▶ **Given instruction**:
Copy out the items from the line with "Pressing-analysis tagging request: spot the black shorts" up to and including the line with "Pressing-analysis tagging request: spot the lamp", requests included, and shift every coordinate in the answers by adding -137 to it.

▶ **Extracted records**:
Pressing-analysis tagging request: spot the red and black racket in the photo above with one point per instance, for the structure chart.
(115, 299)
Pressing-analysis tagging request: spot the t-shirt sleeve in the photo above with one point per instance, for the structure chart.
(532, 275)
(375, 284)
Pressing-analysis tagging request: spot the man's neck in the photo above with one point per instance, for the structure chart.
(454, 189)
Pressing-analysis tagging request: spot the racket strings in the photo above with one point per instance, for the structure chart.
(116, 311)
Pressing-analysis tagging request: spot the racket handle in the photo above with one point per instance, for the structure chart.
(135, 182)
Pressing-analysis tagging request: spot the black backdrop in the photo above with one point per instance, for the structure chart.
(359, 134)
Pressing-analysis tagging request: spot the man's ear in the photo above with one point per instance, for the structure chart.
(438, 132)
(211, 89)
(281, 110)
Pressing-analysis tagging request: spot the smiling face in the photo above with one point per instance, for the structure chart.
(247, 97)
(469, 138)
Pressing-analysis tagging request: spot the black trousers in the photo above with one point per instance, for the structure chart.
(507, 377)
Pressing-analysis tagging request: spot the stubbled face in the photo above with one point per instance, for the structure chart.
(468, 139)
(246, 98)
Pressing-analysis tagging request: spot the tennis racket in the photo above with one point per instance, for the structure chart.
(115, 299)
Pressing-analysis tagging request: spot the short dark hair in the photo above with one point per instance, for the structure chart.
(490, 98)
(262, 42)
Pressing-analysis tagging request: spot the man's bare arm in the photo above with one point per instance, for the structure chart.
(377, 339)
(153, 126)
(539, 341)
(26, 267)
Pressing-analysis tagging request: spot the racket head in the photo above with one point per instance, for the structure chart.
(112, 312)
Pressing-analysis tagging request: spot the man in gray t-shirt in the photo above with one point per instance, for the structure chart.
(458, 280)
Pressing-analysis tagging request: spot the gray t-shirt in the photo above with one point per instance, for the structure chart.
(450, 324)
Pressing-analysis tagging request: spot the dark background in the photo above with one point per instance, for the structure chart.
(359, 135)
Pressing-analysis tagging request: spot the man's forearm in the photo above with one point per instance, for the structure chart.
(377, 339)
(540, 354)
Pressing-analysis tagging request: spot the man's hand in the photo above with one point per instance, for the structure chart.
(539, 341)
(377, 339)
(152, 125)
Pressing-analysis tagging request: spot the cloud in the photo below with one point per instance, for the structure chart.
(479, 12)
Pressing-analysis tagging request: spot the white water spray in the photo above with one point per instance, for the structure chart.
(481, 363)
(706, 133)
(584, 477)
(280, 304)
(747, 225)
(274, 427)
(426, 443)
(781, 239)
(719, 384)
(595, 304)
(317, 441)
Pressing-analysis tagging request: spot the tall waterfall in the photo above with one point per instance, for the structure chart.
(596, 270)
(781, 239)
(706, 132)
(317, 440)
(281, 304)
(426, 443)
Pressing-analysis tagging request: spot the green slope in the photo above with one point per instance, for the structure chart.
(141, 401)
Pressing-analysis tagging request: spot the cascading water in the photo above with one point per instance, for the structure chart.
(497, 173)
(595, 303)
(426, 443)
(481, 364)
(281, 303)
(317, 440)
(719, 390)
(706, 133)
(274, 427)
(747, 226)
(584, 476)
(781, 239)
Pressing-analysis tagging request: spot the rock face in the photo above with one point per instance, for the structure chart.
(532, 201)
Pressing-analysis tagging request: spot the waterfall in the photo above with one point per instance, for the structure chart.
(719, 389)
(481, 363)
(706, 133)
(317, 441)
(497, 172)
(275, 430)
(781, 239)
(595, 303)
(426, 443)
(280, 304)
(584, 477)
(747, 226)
--
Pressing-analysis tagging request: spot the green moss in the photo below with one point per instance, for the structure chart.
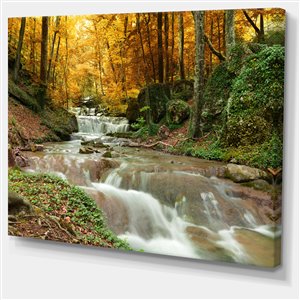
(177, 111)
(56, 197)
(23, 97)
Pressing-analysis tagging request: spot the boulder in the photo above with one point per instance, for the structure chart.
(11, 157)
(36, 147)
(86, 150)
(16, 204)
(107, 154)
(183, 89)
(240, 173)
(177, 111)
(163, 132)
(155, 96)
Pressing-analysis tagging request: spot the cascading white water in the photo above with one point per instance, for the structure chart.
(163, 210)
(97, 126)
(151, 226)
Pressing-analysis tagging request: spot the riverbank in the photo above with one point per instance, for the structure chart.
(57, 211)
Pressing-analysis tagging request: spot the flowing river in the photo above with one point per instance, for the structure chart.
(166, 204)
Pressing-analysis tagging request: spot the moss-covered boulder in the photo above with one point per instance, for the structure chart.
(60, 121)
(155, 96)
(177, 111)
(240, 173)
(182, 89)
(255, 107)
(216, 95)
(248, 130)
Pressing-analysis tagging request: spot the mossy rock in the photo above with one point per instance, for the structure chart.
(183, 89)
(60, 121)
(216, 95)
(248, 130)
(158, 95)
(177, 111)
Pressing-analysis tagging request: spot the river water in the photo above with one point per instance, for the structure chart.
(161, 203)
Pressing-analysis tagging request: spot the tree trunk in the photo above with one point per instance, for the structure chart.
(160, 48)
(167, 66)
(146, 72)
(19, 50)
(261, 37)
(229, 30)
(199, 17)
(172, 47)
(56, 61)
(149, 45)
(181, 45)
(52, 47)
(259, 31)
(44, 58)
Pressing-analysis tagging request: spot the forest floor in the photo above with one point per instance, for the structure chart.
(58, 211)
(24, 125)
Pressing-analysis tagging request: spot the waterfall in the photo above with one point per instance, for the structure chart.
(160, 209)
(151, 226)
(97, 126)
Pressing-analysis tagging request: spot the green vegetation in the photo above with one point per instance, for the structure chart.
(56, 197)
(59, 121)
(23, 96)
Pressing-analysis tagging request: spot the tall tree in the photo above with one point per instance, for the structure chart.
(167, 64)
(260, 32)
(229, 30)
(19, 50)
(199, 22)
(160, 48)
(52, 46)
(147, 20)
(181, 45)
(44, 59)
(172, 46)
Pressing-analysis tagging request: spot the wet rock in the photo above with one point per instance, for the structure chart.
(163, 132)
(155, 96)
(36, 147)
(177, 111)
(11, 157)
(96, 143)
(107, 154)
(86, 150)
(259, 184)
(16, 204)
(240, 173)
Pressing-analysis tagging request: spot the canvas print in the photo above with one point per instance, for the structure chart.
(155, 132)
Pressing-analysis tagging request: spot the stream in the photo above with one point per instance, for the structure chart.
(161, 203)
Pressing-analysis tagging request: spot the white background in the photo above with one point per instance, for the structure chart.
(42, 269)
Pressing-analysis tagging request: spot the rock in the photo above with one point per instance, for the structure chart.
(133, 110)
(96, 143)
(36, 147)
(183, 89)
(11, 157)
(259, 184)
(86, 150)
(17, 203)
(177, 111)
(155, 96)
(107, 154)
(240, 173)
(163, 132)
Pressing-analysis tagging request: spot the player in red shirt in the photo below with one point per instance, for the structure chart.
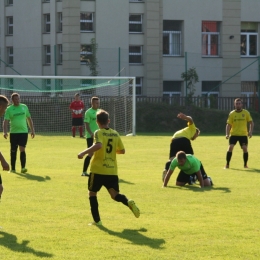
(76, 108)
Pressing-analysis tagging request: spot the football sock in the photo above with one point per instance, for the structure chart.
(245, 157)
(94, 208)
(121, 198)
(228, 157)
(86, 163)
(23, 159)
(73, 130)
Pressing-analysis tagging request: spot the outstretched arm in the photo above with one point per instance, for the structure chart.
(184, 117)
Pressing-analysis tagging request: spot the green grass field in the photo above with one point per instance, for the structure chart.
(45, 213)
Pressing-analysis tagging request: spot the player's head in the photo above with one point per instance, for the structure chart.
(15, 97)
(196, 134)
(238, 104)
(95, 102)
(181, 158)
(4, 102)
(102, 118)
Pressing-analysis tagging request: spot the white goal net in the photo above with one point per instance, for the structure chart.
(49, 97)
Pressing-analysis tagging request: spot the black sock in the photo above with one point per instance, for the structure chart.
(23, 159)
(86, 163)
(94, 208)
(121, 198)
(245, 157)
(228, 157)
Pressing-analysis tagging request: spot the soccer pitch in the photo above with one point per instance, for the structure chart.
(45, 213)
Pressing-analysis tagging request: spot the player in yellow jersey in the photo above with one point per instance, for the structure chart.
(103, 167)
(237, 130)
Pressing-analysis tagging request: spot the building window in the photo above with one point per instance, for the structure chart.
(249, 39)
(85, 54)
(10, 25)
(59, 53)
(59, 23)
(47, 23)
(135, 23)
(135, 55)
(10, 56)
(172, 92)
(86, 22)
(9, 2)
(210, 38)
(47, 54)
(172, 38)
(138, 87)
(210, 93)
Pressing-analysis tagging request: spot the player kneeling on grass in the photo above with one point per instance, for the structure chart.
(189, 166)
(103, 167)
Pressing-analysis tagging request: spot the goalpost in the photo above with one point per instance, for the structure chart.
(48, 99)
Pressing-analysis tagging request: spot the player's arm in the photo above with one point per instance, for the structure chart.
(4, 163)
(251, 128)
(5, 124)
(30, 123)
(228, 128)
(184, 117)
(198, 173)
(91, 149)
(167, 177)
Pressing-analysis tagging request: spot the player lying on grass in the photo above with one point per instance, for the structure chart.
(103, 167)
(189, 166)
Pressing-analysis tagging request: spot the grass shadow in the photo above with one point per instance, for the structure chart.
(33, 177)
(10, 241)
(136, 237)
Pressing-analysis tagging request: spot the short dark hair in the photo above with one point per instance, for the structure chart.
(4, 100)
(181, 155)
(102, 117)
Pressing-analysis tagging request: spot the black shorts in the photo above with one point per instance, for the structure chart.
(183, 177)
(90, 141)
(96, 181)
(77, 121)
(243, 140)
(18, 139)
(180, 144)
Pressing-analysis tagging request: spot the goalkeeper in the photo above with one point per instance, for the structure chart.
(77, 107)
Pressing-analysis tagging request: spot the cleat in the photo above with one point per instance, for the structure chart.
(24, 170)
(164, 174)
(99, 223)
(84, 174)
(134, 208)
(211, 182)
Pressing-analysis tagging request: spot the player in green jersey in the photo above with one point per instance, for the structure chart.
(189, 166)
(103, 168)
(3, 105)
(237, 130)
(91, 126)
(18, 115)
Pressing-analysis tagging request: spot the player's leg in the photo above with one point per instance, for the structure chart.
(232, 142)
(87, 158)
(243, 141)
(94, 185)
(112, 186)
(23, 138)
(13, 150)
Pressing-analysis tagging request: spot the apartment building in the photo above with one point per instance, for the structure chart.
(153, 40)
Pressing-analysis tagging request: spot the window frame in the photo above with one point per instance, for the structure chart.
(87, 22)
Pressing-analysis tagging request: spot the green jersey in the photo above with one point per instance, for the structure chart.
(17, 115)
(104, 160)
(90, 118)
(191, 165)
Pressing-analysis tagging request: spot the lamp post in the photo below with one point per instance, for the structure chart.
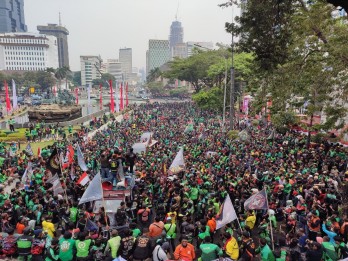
==
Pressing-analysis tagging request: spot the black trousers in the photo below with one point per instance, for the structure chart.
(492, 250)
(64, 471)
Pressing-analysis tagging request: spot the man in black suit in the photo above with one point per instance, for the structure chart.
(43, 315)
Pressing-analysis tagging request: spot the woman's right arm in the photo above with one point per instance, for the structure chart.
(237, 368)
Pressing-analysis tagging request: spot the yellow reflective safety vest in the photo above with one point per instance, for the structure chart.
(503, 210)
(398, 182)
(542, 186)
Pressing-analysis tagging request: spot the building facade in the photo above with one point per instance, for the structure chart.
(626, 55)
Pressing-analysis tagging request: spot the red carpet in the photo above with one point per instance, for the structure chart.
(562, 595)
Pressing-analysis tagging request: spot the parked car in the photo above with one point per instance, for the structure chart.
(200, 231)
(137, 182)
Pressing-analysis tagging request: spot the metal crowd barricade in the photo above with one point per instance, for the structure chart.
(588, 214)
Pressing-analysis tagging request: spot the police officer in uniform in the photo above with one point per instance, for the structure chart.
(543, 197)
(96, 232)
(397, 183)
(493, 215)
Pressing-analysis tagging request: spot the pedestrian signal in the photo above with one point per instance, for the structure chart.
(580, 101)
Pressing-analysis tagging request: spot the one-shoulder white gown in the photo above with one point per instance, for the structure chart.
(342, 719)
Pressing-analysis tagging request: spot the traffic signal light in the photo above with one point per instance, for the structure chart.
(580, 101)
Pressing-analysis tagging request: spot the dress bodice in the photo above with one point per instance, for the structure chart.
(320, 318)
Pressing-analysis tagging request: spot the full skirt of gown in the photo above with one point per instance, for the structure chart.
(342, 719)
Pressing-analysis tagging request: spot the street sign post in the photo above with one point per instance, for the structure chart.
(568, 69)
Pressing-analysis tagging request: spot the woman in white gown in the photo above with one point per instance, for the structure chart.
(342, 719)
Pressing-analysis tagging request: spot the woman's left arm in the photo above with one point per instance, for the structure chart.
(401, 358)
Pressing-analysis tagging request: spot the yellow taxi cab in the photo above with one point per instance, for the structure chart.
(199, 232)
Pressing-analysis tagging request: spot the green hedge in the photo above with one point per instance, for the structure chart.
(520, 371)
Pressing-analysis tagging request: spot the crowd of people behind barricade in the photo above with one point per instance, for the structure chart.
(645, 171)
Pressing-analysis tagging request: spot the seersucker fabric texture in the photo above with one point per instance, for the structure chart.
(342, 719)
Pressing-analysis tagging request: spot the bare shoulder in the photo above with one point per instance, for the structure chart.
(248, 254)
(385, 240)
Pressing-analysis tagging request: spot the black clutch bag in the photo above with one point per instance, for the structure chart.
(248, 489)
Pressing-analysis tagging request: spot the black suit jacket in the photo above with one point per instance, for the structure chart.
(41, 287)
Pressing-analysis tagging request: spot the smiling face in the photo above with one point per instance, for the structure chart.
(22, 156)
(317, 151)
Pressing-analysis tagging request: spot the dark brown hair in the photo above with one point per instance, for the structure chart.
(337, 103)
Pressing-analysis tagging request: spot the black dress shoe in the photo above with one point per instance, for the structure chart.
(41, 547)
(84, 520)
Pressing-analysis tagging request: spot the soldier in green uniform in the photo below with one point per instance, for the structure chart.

▶ **Answer to the task**:
Pressing-analysis tagging request: spot the black shorts in the photo above with one point per instance, for the structure chart.
(46, 40)
(-47, 4)
(-41, 44)
(-60, -16)
(106, 3)
(-119, 2)
(43, 7)
Pressing-analysis tagging request: spot the goalkeeper in the photo above with one point per instance, for the structure chart.
(-60, -30)
Pressing-analysis tagging request: spot the cleat in the photo above with one point per instance, for the structure chart.
(-113, 33)
(27, 37)
(-38, 86)
(-53, 37)
(-3, 71)
(74, 45)
Pressing-analysis tagging request: spot the player in green jersey in the photo above with one point per instance, for the structure chart.
(52, 29)
(-34, 31)
(-134, -32)
(100, -7)
(-46, -11)
(-119, -22)
Pressing-analysis tagging request: spot the player's leg in the photo above with one point per instance, for the structure chart.
(95, 5)
(-50, 21)
(106, 4)
(-43, 48)
(-25, 49)
(-114, 1)
(-124, 13)
Pressing-analysis tagging request: spot the apartment building in the photo above with one point per instance, for the structure chart.
(16, -97)
Pressing-analysis tagging request: spot the window frame in the photo above with one point per instance, for the structure chart.
(-50, -115)
Pressing-analysis tagging request: spot the green jersey in the photo above with one point per instance, for the structure chart.
(-120, -22)
(-33, 23)
(-47, -19)
(54, 28)
Pressing-analysis tagging request: spot the lamp post in the photo below with one point per instance, for the structure chart.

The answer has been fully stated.